◆ **Your instructions**:
Copy the records verbatim, from the line containing "One point per instance of the blue" through the line containing "pixel 357 348", with both of those lines included.

----

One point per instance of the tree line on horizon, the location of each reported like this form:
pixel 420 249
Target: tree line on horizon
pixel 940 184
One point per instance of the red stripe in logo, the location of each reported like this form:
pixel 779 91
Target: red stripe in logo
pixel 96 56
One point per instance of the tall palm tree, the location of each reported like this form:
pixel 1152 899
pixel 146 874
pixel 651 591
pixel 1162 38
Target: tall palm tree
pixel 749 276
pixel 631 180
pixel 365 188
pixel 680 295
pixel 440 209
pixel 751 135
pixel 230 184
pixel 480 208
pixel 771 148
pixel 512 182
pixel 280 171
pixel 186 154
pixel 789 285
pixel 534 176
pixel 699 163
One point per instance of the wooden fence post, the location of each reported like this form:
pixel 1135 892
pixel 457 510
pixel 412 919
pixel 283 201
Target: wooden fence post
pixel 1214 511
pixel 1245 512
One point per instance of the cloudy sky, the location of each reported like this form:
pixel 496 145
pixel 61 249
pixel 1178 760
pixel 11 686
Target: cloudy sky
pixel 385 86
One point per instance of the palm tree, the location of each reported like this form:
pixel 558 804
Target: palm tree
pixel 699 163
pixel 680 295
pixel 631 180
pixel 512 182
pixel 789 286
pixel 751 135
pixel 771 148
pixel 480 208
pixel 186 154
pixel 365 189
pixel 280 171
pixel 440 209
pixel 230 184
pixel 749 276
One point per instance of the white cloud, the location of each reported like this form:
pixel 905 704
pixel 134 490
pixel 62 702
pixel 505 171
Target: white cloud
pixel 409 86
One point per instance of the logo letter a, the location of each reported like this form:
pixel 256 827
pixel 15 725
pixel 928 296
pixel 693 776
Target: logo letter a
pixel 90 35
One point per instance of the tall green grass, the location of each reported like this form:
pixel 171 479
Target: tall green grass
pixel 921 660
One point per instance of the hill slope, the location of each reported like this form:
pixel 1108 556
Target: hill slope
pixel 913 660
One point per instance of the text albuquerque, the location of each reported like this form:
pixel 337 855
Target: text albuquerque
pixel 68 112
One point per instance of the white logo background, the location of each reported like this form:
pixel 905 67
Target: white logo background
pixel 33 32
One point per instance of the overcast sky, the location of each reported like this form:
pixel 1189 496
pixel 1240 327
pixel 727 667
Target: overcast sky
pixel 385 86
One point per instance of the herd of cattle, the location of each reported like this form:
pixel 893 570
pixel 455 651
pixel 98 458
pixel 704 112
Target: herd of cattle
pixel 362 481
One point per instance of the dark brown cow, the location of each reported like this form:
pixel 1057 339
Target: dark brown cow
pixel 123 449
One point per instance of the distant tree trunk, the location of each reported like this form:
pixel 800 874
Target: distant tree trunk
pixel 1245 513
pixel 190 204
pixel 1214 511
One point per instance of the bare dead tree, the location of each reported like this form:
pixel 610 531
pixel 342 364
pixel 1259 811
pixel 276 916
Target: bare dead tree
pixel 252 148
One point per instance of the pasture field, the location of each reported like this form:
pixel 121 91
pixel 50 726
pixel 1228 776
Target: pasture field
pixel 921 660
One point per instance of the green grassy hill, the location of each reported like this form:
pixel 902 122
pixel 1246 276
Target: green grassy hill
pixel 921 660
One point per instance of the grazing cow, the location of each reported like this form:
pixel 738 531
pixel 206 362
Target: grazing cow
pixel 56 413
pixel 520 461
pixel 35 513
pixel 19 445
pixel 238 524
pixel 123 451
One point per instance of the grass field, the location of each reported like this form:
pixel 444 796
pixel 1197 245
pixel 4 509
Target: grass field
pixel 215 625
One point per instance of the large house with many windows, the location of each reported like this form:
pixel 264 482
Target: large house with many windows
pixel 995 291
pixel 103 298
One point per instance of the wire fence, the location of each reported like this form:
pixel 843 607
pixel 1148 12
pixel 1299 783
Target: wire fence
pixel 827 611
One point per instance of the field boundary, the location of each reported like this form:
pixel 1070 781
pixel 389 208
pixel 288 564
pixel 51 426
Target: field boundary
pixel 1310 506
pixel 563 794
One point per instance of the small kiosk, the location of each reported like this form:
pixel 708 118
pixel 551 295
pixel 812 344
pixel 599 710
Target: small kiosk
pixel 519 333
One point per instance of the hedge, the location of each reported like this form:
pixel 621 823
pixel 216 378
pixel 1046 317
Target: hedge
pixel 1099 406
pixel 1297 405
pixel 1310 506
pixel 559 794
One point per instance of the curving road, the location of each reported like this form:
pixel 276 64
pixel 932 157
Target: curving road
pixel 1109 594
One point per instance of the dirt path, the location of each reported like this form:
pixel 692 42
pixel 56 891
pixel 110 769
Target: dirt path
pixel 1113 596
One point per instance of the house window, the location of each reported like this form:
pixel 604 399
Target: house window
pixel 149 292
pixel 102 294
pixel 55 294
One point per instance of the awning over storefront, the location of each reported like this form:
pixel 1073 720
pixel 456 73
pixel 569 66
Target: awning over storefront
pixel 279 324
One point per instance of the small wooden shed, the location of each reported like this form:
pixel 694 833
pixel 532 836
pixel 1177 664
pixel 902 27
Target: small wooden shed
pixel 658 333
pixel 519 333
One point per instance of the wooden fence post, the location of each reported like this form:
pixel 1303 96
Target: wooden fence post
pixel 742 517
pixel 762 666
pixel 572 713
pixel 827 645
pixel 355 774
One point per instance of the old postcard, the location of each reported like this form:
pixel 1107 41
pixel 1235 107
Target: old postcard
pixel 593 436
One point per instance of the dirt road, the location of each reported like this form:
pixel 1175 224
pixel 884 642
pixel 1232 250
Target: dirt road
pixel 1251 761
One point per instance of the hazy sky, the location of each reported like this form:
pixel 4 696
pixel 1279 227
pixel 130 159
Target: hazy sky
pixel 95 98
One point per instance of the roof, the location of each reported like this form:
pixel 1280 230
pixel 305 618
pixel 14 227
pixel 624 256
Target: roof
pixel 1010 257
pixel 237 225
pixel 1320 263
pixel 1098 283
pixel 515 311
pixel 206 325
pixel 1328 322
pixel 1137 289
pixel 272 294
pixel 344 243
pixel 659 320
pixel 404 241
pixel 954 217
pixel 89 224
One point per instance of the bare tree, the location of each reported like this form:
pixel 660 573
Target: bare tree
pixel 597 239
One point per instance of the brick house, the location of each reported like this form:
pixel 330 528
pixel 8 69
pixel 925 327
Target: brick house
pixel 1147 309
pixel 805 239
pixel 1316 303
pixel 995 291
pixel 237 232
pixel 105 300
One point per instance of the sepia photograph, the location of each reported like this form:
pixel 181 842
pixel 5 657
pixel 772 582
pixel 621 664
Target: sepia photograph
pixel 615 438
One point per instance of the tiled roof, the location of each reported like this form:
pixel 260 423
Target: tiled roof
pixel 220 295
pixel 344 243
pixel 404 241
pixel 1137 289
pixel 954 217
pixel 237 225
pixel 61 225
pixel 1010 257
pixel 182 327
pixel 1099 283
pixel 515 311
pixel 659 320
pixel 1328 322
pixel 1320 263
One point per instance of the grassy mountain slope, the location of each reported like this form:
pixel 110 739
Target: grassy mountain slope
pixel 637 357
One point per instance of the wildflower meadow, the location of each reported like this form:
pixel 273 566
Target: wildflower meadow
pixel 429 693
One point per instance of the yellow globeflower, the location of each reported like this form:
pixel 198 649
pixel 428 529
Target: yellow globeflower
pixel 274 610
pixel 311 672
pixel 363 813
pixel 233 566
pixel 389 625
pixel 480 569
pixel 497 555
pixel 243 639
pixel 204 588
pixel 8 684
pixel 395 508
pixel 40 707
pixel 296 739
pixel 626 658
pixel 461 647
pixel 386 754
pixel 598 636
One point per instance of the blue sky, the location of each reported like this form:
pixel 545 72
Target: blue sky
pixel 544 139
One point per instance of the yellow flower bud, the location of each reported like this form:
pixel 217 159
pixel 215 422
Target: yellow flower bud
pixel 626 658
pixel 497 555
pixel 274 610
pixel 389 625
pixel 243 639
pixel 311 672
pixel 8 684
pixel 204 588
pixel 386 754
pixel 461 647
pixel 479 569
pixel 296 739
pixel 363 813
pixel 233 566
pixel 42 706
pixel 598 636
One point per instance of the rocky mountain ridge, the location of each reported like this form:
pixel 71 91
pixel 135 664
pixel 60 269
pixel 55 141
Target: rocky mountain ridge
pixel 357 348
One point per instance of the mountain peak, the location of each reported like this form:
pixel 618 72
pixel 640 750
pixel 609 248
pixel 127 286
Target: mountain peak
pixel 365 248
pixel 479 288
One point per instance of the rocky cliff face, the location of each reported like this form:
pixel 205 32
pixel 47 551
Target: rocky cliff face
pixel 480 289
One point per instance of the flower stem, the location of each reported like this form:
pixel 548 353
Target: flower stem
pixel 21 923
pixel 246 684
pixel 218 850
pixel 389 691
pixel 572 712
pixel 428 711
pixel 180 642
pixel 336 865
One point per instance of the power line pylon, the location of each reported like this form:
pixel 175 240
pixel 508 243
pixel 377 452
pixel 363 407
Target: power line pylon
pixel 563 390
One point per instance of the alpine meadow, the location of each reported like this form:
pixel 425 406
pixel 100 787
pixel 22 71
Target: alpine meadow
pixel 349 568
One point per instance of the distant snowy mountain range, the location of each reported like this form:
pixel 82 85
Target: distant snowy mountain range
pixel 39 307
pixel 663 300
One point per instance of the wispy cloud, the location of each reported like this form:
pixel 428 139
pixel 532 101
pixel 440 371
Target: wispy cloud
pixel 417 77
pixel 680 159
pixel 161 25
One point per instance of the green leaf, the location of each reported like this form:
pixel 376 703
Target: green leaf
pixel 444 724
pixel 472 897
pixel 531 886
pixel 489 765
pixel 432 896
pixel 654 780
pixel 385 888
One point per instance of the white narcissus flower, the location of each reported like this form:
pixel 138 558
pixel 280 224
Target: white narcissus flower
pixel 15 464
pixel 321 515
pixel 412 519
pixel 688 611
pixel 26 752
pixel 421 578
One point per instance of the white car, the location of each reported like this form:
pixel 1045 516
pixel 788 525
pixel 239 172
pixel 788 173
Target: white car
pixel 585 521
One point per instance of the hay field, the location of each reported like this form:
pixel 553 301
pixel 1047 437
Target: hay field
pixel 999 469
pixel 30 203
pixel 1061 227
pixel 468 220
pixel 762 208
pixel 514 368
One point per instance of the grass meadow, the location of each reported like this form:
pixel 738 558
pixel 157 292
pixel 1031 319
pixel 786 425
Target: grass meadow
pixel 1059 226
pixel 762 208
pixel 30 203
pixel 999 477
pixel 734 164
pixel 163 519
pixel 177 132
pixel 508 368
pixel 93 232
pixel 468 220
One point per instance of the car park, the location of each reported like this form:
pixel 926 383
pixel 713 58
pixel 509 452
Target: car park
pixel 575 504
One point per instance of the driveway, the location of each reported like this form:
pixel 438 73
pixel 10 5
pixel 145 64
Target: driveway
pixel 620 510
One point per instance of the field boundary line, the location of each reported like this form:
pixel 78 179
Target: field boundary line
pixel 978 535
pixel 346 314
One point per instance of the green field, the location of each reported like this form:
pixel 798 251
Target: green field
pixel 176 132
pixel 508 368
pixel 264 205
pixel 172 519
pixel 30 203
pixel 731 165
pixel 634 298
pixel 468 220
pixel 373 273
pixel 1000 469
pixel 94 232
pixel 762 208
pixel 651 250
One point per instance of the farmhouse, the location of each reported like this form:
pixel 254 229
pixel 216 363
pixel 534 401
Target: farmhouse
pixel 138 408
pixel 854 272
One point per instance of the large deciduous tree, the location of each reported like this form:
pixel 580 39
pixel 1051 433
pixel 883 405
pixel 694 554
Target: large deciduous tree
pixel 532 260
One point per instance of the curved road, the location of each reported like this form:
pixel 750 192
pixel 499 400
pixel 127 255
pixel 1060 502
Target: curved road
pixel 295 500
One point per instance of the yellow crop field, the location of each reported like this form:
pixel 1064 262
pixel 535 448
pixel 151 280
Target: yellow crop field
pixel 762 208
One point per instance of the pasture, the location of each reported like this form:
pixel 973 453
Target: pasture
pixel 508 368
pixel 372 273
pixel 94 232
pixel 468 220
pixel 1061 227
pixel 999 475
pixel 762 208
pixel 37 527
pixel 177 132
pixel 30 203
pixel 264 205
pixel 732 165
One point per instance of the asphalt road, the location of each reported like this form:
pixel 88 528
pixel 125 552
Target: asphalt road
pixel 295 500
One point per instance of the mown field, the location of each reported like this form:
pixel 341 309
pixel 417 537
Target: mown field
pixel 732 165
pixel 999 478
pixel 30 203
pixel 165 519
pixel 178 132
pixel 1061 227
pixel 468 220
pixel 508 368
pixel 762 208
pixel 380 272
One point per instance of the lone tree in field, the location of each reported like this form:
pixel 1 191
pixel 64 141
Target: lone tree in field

----

◆ **Result of the task**:
One point per instance of the blue sky, the location of each reported like this form:
pixel 545 72
Target: blue sky
pixel 544 139
One point per instance of the yellow flower bud, the location of each reported like this form:
pixel 217 159
pixel 215 422
Target: yellow flower bud
pixel 626 658
pixel 497 555
pixel 274 610
pixel 389 625
pixel 243 639
pixel 311 672
pixel 8 684
pixel 204 588
pixel 386 754
pixel 461 647
pixel 479 569
pixel 296 739
pixel 363 813
pixel 233 566
pixel 42 706
pixel 598 636
One point per instance of the rocky mountain ridge, the location of each reported like this form:
pixel 71 91
pixel 135 664
pixel 60 269
pixel 55 141
Target: rocky mountain ridge
pixel 357 348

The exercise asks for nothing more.